**What is expected:** Copy the construction article below word for word, from its title to its last sentence.

-- BEGIN Document --

Mining cliff over; what next for resi?

Construction slowing

Total construction work done declined by 0.7 per cent in seasonally adjusted terms to $46.4 billion over the first quarter of the calendar year to be 7.2 per cent lower over the year to March 2017. 

After weaker trade and retail figures, all of the signs appear to be pointing to a weak result for GDP growth in the first quarter. 


First, here's the good news: having peaked all the way back in 2012, engineering construction activity is now rising again. 

There were still moderate ongoing declines in Western Australia and the Northern Territory as resources construction activity continues to wind down, but the rates of these declines is now tapering off.

And indeed, at the national level engineering construction activity is rising again, partly driven by infrastructure projects in the three most populous states. 


Dodgy weather...or peak resi?

Residential building work done dropped by 4.7 per cent in the quarter, which was the worst quarterly result for the sector since the introduction of the Goods and Sales Tax (GST) more than a decade and a half ago.

-- END Document --
-- BEGIN Provided material --

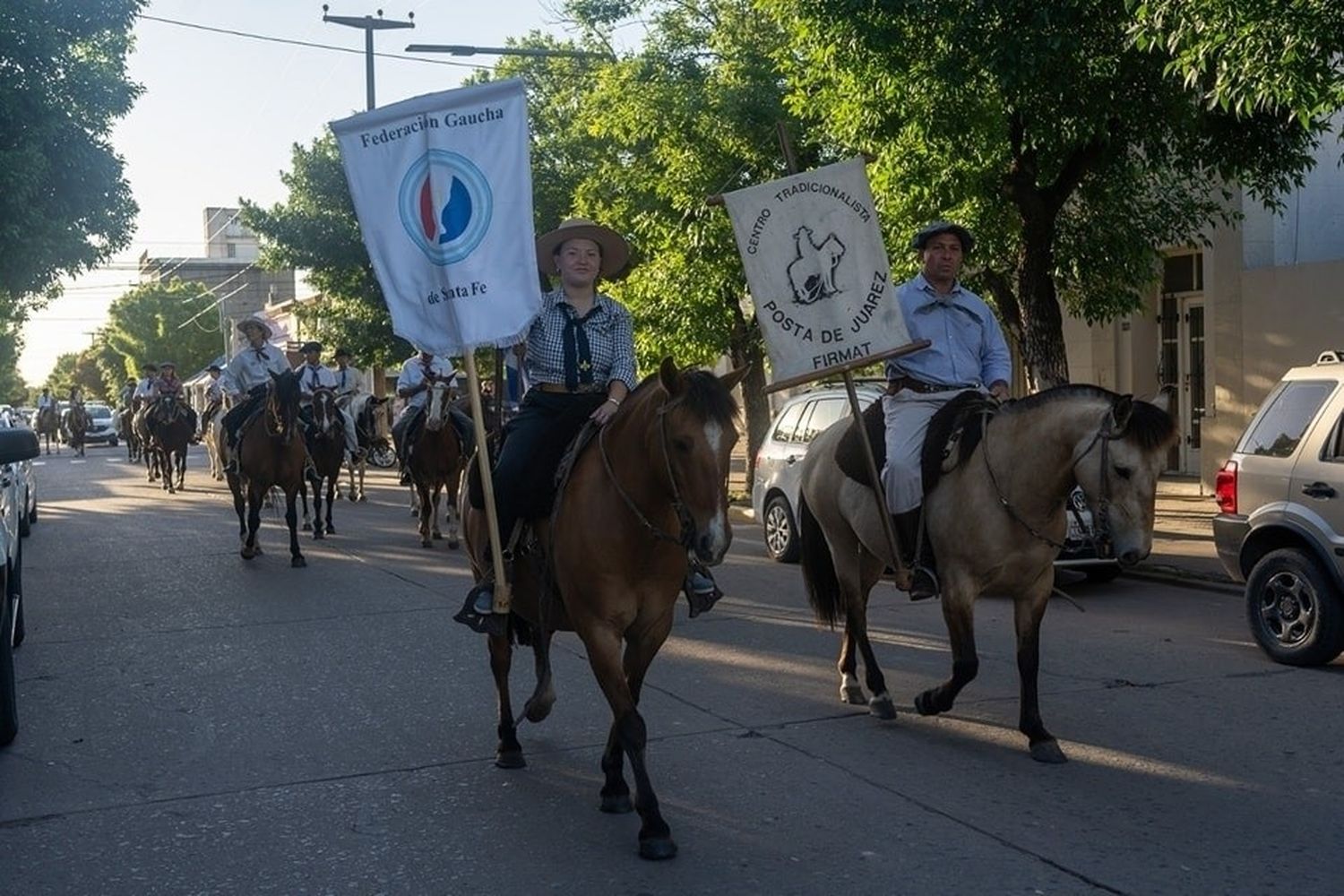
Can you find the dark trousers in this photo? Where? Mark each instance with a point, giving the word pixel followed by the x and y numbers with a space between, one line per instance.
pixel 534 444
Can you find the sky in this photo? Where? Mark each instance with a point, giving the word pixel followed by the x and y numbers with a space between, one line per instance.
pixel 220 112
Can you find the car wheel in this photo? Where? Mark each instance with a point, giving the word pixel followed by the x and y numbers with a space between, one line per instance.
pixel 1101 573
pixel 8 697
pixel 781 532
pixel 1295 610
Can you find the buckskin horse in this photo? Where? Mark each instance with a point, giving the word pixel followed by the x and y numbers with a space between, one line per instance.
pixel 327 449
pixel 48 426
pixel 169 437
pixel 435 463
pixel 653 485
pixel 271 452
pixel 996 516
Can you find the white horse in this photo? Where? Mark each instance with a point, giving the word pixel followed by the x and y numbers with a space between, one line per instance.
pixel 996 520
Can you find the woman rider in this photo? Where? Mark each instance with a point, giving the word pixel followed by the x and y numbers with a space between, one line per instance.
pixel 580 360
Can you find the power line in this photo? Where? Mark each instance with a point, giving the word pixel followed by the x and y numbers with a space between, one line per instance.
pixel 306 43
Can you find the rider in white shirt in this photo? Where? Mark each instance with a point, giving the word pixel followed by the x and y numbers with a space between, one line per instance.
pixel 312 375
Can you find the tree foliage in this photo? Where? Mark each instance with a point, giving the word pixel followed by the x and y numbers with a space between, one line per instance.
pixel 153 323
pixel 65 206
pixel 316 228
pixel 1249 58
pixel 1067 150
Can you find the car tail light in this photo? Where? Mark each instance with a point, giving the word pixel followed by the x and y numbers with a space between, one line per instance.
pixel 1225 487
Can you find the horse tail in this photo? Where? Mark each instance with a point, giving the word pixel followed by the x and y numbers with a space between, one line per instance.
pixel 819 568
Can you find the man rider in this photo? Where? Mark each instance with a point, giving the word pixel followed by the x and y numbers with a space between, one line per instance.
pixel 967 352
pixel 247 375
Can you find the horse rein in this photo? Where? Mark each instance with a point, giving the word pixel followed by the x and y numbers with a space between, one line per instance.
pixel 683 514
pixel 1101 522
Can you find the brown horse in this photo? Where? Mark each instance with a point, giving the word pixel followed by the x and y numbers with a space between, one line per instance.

-- END Provided material --

**Correct response:**
Mining cliff over; what next for resi?

Construction slowing

Total construction work done declined by 0.7 per cent in seasonally adjusted terms to $46.4 billion over the first quarter of the calendar year to be 7.2 per cent lower over the year to March 2017. 

After weaker trade and retail figures, all of the signs appear to be pointing to a weak result for GDP growth in the first quarter. 


First, here's the good news: having peaked all the way back in 2012, engineering construction activity is now rising again. 

There were still moderate ongoing declines in Western Australia and the Northern Territory as resources construction activity continues to wind down, but the rates of these declines is now tapering off.

And indeed, at the national level engineering construction activity is rising again, partly driven by infrastructure projects in the three most populous states. 


Dodgy weather...or peak resi?

Residential building work done dropped by 4.7 per cent in the quarter, which was the worst quarterly result for the sector since the introduction of the Goods and Sales Tax (GST) more than a decade and a half ago.